**Fragment źródłowy**
· · · · ·

Aktualności

Newman – święty dla nas, inspiracja 111

 

 

Newmana rozważania o Męce Pańskiej

 

 

 

Weszliśmy w Wielki Tydzień. Rozważmy wraz ze św. Janem Henrykiem Newmanem Drogę Krzyżową naszego Pana.

 

Stacja I – Jezus skazany na śmierć

Święty, Sprawiedliwy i Wierny został osądzony przez grzeszników i skazany na śmierć. Ale kiedy Go sądzili, byli zmuszeni uznać Go za niewinnego. Judasz, który Go zdradził, powiedział: „Zgrzeszyłem, wydawszy krew niewinną”. Piłat, który wydał na Niego wyrok, rzekł: „Nie jestem winny krwi tego Sprawiedliwego” i zrzucił winę na Żydów. Setnik, który widział Go ukrzyżowanego, rzekł: „Istotnie, Człowiek ten był sprawiedliwy”. Zawsze w taki sposób, Panie, jesteś usprawiedliwiony w Twoich słowach i odnosisz zwycięstwo, kiedy jesteś sądzony. A tym bardziej w Dniu Ostatecznym „będą patrzeć na Tego, którego przebodli”; On, który został skazany w słabości, w mocy będzie świat sądził – i wtedy nawet potępieni uznają, że wyrok na nich wydany jest sprawiedliwy.

Stacja II – Jezus przyjmuje krzyż

Jezus podtrzymuje cały świat swą Boską mocą, gdyż jest Bogiem; ale brzemię całego świata lżejsze jest od krzyża, który nasze grzechy wyciosały dla Niego. Nasze grzechy sprawiły to Jego upokorzenie. Musiał przyjąć na siebie naszą naturę, pojawić się wśród nas jako człowiek i złożyć za nas wielką ofiarę. Musiał przeżyć życie w pokucie, a na końcu znieść mękę i śmierć. Panie Boże wiekuisty, który bez znużenia dźwigasz ciężar całego świata, który dźwigałeś brzemię wszystkich naszych grzechów, chociaż Ci ciążyły niezmiernie – jak Opatrznością Twoją podtrzymujesz nasze ciała, bądź także Zbawcą naszych dusz przez drogocenną krew Twoją.

· · · · ·

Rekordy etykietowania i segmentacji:
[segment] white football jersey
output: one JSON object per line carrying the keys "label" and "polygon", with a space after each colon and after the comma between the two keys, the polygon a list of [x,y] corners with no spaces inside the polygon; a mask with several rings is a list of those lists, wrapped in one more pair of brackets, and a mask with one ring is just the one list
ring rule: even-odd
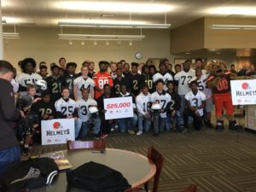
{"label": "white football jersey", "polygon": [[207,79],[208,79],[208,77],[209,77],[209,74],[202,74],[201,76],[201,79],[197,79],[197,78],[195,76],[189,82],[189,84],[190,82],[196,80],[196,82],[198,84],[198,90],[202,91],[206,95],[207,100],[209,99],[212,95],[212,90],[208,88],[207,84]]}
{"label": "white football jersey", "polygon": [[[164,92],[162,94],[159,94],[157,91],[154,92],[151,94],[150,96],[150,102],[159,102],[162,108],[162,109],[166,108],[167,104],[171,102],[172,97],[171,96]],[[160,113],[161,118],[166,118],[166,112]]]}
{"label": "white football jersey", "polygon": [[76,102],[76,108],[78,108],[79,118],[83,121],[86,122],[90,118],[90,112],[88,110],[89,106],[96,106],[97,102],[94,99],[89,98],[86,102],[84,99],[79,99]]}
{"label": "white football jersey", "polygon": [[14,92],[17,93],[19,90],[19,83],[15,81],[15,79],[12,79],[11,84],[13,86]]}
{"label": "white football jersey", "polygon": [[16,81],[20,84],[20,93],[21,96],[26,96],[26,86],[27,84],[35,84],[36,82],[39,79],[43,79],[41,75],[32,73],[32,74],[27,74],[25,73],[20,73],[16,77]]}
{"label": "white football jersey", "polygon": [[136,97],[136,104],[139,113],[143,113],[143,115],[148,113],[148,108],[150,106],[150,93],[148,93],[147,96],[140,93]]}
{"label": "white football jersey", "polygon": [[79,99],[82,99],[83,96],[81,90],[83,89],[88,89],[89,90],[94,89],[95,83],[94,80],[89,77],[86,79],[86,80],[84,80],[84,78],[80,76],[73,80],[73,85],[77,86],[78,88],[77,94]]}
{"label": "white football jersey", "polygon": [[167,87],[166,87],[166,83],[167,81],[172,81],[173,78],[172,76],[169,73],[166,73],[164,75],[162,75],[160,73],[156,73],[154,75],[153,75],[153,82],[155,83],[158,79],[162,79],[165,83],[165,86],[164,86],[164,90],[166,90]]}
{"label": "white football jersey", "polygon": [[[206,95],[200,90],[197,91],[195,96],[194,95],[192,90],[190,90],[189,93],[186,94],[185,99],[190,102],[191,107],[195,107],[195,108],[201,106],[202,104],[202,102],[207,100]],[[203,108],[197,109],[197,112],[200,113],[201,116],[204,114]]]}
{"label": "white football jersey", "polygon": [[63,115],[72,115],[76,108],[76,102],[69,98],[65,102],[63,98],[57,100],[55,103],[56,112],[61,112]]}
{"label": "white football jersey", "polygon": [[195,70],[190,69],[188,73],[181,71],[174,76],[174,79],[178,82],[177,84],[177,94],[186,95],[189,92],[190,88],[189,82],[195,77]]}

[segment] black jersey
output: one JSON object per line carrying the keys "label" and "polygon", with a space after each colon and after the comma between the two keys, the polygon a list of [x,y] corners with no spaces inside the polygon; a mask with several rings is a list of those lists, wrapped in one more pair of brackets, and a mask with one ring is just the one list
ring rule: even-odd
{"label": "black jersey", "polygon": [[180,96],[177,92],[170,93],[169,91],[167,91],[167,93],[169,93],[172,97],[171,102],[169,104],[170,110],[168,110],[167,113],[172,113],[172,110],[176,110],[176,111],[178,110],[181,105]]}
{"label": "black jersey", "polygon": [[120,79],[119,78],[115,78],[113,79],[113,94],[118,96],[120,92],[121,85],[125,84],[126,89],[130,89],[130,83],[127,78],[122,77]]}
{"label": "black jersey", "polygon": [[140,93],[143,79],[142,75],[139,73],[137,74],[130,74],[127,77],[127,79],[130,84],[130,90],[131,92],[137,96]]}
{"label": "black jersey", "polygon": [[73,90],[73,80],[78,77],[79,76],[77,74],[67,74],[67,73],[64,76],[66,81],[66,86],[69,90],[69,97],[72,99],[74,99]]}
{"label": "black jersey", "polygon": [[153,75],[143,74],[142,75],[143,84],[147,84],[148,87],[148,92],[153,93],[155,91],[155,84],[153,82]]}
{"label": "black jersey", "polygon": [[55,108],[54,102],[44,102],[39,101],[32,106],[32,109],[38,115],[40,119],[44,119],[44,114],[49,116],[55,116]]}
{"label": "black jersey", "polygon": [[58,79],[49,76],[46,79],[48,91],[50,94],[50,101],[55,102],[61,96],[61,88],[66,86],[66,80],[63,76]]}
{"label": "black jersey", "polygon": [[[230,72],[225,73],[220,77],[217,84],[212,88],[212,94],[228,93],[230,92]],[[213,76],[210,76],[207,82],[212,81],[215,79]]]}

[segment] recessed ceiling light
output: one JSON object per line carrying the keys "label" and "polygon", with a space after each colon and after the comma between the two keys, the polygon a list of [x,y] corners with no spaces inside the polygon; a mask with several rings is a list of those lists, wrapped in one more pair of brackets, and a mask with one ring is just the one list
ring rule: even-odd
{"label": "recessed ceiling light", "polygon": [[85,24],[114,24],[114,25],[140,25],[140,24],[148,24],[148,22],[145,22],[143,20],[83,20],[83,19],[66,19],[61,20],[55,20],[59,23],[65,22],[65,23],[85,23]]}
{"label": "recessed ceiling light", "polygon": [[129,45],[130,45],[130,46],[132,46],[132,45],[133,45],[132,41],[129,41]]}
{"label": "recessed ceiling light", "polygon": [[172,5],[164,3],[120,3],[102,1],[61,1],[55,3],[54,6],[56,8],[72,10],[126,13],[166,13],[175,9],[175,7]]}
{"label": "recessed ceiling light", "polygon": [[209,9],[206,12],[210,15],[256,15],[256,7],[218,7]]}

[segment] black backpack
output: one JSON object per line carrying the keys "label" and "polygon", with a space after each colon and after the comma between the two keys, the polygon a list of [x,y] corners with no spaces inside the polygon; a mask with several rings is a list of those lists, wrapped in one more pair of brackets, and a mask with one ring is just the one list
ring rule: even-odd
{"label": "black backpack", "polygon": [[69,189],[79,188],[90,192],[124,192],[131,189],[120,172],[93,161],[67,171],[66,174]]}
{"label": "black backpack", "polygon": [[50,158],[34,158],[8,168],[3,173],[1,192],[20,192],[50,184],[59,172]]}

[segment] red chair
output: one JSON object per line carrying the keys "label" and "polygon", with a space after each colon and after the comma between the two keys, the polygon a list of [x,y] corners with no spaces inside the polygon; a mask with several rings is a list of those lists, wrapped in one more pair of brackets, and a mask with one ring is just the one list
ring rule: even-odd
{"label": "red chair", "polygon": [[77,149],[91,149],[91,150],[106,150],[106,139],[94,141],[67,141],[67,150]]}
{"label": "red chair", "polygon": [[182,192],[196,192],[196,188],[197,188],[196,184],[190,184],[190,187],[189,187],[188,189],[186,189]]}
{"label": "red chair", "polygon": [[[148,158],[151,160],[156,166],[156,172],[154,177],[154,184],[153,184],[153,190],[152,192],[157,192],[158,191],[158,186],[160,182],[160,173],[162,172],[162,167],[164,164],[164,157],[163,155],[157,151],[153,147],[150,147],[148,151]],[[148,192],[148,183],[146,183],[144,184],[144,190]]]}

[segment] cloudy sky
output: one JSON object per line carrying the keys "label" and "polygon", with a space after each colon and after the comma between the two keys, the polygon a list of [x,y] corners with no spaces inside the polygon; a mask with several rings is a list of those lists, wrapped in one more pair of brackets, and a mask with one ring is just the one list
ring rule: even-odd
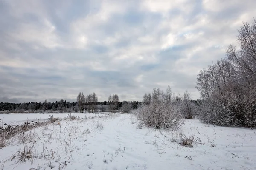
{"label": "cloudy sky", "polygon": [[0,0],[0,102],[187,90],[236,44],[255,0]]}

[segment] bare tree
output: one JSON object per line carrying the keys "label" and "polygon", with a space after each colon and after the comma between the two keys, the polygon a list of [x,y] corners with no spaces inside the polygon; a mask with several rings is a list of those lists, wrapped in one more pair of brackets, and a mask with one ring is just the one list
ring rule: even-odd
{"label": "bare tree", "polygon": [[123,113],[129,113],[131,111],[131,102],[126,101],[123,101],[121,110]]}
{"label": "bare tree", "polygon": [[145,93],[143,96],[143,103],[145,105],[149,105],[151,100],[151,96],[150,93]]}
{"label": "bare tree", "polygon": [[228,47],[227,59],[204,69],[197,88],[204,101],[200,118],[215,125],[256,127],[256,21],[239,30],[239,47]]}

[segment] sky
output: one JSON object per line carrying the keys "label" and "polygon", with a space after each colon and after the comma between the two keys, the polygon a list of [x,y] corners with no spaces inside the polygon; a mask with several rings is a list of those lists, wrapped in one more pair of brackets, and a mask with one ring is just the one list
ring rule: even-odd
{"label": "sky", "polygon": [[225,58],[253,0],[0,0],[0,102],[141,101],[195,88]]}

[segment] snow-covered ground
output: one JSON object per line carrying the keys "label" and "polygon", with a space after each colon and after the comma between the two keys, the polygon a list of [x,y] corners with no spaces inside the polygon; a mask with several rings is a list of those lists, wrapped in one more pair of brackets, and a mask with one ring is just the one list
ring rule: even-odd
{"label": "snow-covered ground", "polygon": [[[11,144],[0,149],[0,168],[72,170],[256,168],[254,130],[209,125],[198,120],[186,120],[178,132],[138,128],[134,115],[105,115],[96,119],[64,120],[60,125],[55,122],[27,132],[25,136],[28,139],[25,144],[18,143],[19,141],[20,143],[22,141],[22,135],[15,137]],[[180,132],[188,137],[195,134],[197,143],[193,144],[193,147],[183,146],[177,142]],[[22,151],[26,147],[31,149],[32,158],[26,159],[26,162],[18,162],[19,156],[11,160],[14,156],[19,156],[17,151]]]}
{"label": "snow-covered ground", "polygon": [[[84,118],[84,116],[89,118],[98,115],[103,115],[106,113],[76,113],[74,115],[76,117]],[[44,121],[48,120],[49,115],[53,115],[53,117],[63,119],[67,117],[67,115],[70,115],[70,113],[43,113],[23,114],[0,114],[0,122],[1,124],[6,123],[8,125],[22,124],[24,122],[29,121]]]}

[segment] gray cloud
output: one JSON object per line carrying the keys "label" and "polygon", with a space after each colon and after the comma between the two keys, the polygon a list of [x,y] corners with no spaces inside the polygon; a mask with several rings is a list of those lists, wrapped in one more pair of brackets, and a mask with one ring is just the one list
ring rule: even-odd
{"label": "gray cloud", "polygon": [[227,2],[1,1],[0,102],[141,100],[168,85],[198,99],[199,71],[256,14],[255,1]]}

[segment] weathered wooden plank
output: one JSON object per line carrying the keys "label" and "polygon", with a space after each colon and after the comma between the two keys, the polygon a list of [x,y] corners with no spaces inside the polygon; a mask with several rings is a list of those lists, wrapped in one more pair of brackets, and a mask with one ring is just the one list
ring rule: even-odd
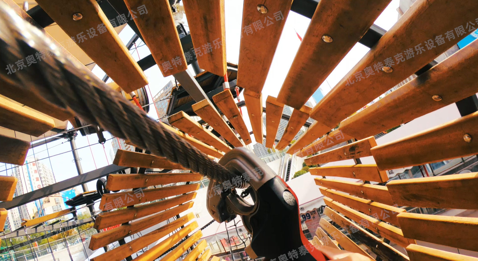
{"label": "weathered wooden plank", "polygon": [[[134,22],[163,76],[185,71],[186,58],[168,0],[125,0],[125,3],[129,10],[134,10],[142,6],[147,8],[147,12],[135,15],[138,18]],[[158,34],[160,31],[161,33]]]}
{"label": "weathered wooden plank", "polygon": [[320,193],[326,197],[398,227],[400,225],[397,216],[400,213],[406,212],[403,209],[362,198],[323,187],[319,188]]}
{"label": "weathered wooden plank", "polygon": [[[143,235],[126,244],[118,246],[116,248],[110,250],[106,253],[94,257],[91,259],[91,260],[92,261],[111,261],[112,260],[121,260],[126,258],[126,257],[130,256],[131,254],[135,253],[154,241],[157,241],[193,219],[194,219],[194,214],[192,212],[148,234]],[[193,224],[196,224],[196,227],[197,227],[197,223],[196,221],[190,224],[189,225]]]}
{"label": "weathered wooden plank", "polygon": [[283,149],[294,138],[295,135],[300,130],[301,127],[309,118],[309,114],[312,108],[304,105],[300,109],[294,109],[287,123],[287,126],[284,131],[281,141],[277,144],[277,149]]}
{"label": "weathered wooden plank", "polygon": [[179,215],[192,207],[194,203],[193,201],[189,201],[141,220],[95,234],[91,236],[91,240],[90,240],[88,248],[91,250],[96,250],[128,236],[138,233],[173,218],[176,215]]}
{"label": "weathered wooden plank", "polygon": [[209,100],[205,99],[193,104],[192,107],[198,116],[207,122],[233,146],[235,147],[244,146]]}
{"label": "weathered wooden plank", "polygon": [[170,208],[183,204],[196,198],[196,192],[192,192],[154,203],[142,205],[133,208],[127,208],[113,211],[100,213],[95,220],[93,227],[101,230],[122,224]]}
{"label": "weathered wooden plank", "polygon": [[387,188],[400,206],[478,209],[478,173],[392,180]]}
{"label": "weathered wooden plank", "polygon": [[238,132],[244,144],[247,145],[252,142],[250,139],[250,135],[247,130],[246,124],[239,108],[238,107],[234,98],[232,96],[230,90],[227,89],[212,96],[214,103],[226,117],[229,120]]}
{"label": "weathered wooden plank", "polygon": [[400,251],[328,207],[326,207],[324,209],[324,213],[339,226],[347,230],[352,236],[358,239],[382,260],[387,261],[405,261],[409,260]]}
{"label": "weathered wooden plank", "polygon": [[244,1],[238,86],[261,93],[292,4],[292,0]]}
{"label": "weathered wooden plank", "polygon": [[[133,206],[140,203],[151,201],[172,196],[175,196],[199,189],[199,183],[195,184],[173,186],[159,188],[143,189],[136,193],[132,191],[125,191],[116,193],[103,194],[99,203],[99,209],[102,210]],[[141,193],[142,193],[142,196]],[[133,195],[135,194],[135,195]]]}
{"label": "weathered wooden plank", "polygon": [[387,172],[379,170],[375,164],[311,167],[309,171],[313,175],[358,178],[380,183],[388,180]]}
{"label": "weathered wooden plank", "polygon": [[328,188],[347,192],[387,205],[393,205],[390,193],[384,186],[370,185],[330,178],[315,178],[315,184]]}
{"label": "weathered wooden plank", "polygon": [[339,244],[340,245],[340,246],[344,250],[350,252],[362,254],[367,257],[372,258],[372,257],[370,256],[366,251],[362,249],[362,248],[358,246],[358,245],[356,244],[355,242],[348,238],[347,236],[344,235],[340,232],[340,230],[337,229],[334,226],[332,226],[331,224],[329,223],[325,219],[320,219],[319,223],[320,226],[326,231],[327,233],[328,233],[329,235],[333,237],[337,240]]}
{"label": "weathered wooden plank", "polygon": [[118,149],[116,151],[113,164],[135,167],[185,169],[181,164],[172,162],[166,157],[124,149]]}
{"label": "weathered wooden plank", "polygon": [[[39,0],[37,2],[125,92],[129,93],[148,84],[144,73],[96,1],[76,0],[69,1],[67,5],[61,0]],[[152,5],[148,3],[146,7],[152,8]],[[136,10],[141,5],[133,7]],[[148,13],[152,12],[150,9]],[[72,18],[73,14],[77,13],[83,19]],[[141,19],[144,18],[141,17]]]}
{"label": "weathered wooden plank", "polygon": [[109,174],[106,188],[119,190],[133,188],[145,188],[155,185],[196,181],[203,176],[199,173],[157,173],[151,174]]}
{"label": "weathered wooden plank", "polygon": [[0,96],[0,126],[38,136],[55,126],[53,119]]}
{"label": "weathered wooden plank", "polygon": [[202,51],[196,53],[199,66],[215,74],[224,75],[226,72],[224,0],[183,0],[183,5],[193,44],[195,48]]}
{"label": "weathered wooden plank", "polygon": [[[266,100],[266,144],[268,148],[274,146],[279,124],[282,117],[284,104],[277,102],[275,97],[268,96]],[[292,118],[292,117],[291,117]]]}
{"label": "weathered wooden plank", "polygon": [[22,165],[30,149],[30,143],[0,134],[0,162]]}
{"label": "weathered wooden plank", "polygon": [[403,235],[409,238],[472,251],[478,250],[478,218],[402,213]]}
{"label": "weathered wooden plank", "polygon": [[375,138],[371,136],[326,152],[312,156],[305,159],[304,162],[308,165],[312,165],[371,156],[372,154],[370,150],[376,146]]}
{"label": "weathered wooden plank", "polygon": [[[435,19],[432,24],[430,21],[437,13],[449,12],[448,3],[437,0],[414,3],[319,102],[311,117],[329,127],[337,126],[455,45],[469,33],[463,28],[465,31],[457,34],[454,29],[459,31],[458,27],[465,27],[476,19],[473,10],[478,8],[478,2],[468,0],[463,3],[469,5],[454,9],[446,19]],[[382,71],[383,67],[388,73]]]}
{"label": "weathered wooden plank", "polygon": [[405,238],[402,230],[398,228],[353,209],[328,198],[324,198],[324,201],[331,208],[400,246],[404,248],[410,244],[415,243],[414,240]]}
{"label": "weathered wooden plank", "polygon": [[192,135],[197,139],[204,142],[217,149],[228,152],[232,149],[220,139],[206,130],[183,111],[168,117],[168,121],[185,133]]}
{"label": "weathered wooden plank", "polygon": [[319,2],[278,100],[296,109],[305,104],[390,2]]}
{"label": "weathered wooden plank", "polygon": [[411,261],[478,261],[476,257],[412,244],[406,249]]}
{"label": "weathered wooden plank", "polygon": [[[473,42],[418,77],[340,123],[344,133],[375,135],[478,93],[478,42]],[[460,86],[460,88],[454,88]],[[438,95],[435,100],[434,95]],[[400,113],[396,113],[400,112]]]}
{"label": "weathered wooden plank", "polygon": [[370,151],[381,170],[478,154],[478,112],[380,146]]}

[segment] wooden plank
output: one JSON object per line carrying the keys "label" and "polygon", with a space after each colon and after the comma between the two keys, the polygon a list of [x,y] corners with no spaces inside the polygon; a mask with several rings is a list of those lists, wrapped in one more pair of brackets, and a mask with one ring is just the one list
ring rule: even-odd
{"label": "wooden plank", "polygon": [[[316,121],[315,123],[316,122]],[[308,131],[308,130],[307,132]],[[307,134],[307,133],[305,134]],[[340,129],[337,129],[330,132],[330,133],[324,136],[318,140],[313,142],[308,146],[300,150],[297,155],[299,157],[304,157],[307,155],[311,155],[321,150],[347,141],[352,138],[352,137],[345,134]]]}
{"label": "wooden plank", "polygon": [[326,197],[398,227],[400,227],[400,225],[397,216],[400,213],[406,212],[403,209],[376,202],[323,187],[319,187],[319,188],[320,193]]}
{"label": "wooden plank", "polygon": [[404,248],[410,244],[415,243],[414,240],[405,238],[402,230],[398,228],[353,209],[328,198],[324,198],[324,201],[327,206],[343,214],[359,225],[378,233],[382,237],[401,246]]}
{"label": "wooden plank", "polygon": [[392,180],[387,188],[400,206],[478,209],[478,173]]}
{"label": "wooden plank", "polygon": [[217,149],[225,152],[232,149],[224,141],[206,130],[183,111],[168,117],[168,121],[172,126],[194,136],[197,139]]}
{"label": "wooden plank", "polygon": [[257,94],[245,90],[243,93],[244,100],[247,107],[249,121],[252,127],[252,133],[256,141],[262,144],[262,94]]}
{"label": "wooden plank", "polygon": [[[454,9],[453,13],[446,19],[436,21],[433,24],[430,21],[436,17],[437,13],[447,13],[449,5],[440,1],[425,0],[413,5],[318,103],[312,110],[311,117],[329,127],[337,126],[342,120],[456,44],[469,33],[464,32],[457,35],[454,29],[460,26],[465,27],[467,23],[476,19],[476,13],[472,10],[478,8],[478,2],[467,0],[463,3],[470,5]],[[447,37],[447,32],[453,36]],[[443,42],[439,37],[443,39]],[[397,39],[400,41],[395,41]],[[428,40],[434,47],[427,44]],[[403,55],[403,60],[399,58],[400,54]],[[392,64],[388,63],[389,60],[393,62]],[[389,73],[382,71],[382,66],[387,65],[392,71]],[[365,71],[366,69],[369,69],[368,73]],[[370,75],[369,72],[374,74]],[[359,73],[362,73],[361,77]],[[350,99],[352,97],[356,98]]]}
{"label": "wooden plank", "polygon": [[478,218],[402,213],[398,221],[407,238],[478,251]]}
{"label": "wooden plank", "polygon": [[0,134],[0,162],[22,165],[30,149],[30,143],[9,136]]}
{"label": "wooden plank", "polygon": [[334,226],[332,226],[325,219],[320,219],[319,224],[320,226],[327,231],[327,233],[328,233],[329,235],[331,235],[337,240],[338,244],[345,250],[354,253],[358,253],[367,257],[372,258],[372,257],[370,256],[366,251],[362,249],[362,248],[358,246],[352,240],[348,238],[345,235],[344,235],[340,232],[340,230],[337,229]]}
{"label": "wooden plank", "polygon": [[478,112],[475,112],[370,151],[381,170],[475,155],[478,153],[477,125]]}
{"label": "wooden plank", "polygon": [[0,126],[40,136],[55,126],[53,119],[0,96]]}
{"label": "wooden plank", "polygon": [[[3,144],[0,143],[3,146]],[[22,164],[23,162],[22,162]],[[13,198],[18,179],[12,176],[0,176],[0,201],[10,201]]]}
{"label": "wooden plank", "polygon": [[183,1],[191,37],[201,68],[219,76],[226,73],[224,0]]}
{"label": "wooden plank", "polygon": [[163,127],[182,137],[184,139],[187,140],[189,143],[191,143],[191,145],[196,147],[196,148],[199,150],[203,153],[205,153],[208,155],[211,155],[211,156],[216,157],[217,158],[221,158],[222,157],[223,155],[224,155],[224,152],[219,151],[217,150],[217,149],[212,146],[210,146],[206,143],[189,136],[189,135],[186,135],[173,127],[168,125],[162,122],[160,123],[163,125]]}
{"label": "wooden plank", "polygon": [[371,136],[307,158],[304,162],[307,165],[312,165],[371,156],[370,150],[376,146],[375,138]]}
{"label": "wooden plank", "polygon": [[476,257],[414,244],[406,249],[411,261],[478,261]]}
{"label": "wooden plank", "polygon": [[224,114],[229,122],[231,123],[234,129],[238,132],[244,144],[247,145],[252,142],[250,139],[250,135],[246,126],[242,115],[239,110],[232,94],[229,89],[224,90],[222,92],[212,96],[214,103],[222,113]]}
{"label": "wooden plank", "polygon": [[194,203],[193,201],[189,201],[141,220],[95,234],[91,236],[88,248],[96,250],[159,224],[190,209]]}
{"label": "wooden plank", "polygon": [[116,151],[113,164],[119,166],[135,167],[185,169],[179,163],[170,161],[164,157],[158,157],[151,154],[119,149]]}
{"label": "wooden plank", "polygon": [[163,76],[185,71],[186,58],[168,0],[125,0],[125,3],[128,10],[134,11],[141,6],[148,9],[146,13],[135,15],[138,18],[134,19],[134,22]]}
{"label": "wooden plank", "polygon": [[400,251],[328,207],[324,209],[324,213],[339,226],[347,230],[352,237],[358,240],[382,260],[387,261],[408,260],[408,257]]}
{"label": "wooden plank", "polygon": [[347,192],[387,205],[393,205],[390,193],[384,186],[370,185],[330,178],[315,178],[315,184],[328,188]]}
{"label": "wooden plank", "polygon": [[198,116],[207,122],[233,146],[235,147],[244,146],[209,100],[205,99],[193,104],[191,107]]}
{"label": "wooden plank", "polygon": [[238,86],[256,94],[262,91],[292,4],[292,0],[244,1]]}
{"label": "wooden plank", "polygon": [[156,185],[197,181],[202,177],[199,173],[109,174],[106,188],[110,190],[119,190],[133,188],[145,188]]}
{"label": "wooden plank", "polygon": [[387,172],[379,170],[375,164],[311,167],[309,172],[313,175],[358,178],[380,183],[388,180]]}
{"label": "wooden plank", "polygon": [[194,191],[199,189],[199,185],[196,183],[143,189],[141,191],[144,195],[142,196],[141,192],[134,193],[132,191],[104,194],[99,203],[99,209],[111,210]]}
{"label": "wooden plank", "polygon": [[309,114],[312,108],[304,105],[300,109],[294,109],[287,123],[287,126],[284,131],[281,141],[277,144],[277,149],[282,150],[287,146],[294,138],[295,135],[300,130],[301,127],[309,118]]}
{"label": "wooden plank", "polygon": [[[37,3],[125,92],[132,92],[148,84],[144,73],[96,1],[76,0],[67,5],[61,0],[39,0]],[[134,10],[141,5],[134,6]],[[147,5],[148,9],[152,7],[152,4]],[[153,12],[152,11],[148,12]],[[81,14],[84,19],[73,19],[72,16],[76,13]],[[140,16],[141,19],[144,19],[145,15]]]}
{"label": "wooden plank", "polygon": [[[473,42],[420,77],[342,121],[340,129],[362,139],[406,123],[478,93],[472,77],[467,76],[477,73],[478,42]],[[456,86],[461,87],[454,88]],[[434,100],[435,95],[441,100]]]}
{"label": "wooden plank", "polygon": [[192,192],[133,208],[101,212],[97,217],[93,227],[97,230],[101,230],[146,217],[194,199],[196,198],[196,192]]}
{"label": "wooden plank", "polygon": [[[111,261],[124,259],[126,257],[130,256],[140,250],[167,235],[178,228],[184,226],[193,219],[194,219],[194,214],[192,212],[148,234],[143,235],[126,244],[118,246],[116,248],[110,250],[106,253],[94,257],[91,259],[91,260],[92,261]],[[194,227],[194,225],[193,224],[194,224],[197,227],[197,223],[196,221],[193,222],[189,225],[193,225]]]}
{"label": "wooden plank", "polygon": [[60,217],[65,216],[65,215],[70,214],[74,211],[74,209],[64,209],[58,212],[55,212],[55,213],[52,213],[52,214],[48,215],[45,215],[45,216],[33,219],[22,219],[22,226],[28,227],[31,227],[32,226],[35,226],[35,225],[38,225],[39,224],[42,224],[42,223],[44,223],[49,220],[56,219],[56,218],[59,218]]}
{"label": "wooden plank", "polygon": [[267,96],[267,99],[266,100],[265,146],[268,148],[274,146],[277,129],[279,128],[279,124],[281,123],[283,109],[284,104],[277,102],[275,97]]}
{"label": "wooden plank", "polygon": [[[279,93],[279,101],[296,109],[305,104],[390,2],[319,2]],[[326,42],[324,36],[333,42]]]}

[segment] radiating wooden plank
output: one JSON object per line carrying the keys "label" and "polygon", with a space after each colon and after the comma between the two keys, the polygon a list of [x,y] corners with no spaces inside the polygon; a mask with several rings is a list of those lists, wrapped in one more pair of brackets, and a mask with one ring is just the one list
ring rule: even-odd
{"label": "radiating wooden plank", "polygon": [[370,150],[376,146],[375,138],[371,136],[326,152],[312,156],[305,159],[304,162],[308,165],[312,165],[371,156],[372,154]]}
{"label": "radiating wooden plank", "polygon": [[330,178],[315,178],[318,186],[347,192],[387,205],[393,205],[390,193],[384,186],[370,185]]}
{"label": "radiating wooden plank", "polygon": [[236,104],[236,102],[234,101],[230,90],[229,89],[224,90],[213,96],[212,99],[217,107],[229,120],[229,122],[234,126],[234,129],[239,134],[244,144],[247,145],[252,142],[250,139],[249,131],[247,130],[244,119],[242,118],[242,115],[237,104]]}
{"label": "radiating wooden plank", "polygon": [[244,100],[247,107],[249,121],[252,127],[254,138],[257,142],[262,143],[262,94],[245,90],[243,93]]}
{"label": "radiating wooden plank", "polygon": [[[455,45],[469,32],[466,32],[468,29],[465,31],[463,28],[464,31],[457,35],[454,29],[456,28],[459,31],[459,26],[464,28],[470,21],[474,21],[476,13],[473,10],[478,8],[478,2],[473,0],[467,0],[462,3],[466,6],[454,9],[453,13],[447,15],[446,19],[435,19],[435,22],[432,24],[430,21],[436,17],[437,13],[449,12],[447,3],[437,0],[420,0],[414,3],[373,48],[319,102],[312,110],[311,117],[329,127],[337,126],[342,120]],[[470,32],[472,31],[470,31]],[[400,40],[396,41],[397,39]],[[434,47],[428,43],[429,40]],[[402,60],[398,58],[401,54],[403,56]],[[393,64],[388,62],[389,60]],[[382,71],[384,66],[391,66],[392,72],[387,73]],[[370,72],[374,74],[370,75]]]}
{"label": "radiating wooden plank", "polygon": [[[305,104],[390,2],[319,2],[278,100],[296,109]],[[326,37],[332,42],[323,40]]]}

· · · · ·

**Krótkie zadanie**
Zamień „brzemię” na „jarzmo” we fragmencie rozważań o Męce Pańskiej, który zaczyna się od słów zawierających „Stacja II – Jezus” i kończy na „przez drogocenną krew Twoją.”. Podaj cały ten fragment po zmianie.

**Pełna odpowiedź**
Stacja II – Jezus przyjmuje krzyż

Jezus podtrzymuje cały świat swą Boską mocą, gdyż jest Bogiem; ale jarzmo całego świata lżejsze jest od krzyża, który nasze grzechy wyciosały dla Niego. Nasze grzechy sprawiły to Jego upokorzenie. Musiał przyjąć na siebie naszą naturę, pojawić się wśród nas jako człowiek i złożyć za nas wielką ofiarę. Musiał przeżyć życie w pokucie, a na końcu znieść mękę i śmierć. Panie Boże wiekuisty, który bez znużenia dźwigasz ciężar całego świata, który dźwigałeś jarzmo wszystkich naszych grzechów, chociaż Ci ciążyły niezmiernie – jak Opatrznością Twoją podtrzymujesz nasze ciała, bądź także Zbawcą naszych dusz przez drogocenną krew Twoją.